### INSTRUCTIONS FOR THE TASK
Count the lines of the records that contain the string "roof", treating uppercase and lowercase as different, and give only the number.

### DATA SUPPLIED
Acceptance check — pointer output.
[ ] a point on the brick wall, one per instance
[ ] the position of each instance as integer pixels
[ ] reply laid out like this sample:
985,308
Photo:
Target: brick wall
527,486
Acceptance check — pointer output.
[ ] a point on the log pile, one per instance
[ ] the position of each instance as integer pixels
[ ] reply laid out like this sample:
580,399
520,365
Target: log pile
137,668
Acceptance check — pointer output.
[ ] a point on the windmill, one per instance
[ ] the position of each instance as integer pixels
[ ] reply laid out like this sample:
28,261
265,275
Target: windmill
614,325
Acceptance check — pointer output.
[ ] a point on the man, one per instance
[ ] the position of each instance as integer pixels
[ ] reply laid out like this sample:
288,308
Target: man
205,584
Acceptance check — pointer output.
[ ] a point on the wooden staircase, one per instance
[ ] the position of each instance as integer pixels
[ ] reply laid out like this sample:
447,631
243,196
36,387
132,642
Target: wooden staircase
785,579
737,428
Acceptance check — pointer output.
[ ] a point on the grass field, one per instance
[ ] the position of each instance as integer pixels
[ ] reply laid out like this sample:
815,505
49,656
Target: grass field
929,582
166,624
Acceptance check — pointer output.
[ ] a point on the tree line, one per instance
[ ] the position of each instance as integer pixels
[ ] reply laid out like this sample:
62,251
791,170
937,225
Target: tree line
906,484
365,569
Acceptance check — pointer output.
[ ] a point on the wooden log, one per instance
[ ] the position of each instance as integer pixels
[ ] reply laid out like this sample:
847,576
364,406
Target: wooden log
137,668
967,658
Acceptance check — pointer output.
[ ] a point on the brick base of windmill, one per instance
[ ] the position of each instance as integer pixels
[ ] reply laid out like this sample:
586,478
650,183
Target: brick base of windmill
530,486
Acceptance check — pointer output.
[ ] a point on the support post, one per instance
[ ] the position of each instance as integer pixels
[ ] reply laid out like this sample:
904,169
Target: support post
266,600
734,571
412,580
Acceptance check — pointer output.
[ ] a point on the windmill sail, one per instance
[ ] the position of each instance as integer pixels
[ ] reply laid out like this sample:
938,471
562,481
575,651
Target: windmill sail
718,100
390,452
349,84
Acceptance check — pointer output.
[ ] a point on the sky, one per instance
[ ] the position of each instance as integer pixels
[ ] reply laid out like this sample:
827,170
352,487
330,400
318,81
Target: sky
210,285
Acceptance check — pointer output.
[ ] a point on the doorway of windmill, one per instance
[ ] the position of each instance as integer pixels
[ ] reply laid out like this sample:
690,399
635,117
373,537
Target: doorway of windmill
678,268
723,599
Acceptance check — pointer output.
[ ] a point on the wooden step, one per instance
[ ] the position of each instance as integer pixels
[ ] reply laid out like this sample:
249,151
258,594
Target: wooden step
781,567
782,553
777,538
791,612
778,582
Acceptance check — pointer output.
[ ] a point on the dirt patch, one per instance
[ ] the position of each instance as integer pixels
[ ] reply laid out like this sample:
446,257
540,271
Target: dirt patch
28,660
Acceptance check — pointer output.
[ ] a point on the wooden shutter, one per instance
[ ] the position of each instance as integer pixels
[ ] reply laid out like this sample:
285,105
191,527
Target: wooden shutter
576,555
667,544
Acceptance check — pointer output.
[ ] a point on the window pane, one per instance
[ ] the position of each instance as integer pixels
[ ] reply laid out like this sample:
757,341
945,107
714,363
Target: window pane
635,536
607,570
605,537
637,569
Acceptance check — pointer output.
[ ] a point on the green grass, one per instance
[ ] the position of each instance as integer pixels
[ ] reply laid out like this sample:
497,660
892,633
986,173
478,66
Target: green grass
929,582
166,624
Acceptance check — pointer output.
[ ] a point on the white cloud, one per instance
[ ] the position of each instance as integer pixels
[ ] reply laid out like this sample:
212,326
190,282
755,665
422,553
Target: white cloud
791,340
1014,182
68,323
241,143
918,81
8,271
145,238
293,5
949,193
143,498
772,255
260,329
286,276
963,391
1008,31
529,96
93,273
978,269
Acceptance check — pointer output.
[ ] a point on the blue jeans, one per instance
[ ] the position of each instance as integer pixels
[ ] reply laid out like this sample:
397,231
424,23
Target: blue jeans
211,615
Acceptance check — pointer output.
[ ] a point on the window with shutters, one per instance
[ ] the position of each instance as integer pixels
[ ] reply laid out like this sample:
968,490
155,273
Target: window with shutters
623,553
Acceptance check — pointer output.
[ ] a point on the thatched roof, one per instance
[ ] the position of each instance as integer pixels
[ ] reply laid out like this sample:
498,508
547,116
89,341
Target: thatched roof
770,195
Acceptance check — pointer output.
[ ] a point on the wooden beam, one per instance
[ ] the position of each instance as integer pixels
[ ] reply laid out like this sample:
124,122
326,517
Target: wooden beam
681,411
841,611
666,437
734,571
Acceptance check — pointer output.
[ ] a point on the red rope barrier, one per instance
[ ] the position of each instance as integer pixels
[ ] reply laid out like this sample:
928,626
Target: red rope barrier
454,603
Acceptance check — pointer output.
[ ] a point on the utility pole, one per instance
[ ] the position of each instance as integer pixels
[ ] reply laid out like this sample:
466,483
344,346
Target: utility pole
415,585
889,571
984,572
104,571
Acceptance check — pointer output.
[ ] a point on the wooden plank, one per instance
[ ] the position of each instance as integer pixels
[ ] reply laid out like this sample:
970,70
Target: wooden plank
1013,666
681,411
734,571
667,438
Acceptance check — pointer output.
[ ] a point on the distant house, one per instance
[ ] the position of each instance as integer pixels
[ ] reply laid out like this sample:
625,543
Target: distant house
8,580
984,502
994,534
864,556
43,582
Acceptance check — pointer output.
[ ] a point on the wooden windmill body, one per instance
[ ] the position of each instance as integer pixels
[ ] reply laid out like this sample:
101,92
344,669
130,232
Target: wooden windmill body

### THE RESPONSE
2